What the task requires: Write the next part of the text on single-writer coherence protocols for distributed shared memory, picking up after its final sentence.

Page extract:
....

Compared to \textit{Treadmarks}, the system described in this paper uses a single-writer protocol, thus eliminating the concept of ``intervals'' -- with regards to synchronization, each page can be either in-sync (in which case they can be safely shared) or out-of-sync (in which case they must be invalidated/updated). This comes with the following advantage:

\begin{itemize}
    \item Less metadata for consistency-keeping.
    \item More adherent to the CPU-accelerator dichotomy model.
    \item Much simpler coherence protocol, which reduces communication cost.
\end{itemize}

In view of the (still) disparate throughput and latency differences between local and remote memory access \cite{Cai_etal.Distributed_Memory_RDMA_Cached.2018}, the simpler coherence protocol of single-writer protocol should provide better performance on the critical paths of remote memory access.

\subsection{Hotpot: Single-Writer \& Data Replication}
Newer works such as \textit{Hotpot}\cite{Shan_Tsai_Zhang.DSPM.2017} apply distributed shared memory techniques on persistent memory to provide ``transparent memory accesses, data persistence, data reliability, and high availability''. Leveraging on persistent memory devices allow DSM applications to bypass checkpoints to block device storage \cite{Shan_Tsai_Zhang.DSPM.2017}, ensuring both distributed cache coherence and data reliability at the same time \cite{Shan_Tsai_Zhang.DSPM.2017}.

We specifically discuss the single-writer portion of its coherence protocol. The data reliability guarantees proposed by the \textit{Hotpot} system requires each shared page to be replicated to some \textit{degree of replication}. Nodes who always store latest replication of shared pages are referred to as ``owner nodes'', which arbitrate other nodes to store more replications in order to reach the degree of replication quota. At acquisition time, the acquiring node asks the access-management node for single-writer access to shared page, who grants it if no other critical section exists, alongside list of current owner nodes. At release time, the releaser first commits its changes to all owner nodes which, in turn, commits its received changes across lesser sharers to achieve the required degree of replication. These two operations are all acknowledged back in reverse order. Once all acknowledgements are received from owner nodes by commit node, the releaser tells them to delete their commit logs and, finally, tells the manager node to exit critical section.

The required degree of replication and logged commit transaction until explicit deletion facilitate crash recovery at the expense of worse performance over release-time I/O. While the study of crash recovery with respect to shared memory systems is out of the scope of this thesis, this paper provides a good framework for a \textbf{correct} coherence protocol for a single-writer, multiple-reader shared memory system, particularly when the protocol needs to cater for a great variety of nodes each with their own memory preferences (e.g., write-update vs. write-invalidate, prefetching, etc.).

....

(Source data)
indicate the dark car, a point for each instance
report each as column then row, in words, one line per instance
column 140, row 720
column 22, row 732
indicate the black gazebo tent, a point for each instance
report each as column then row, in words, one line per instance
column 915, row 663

....

Task response:
\subsection{MENPS: A Return to DSM}
MENPS\cite{Endo_Sato_Taura.MENPS_DSM.2020} leverages new RDMA-capable interconnects as a proof-of-concept that DSM systems and programming models can be as efficient as \textit{partitioned global address space} (PGAS) using today's network interfaces. It builds upon \textit{TreadMark}'s \cite{Amza_etal.Treadmarks.1996} coherence protocol and crucially alters it to a \textit{floating home-based} protocol, based on the insight that diff-transfers across the network is comparatively costly compared to RDMA intrinsics -- which implies preference towards local diff-merging. The home node then acts as the data supplier for every shared page within the system.

Compared to PGAS frameworks (e.g., MPI), experimentation over a subset of \textit{NAS Parallel Benchmarks} shows that MENPS can obtain comparable speedup in some of the computation tasks, while achieving much better productivity due to DSM's support for transparent caching, etc. \cite{Endo_Sato_Taura.MENPS_DSM.2020}. These results back up their claim that DSM systems are at least as viable as traditional PGAS/message-passing frameworks for scientific computing, also corroborated by the resurgence of DSM studies later on\cite{Masouros_etal.Adrias.2023}.

\section{PGAS and Message Passing}
While the feasibility of transparent DSM systems over multiple machines on the network has been made apparent since the 1980s, predominant approaches to ``scaling-out'' programs over the network relies on the message-passing approach \cite{AST_Steen.Distributed_Systems-3ed.2017}. The reasons are twofold:

\begin{enumerate}
    \item {
        Programmers would rather resort to more intricate, more predictable approaches to scaling-out programs over the network \cite{AST_Steen.Distributed_Systems-3ed.2017}. This implies manual/controlled data sharding over nodes, separation of compute and communication ``stages'' of computation, etc., which benefit performance analysis and engineering.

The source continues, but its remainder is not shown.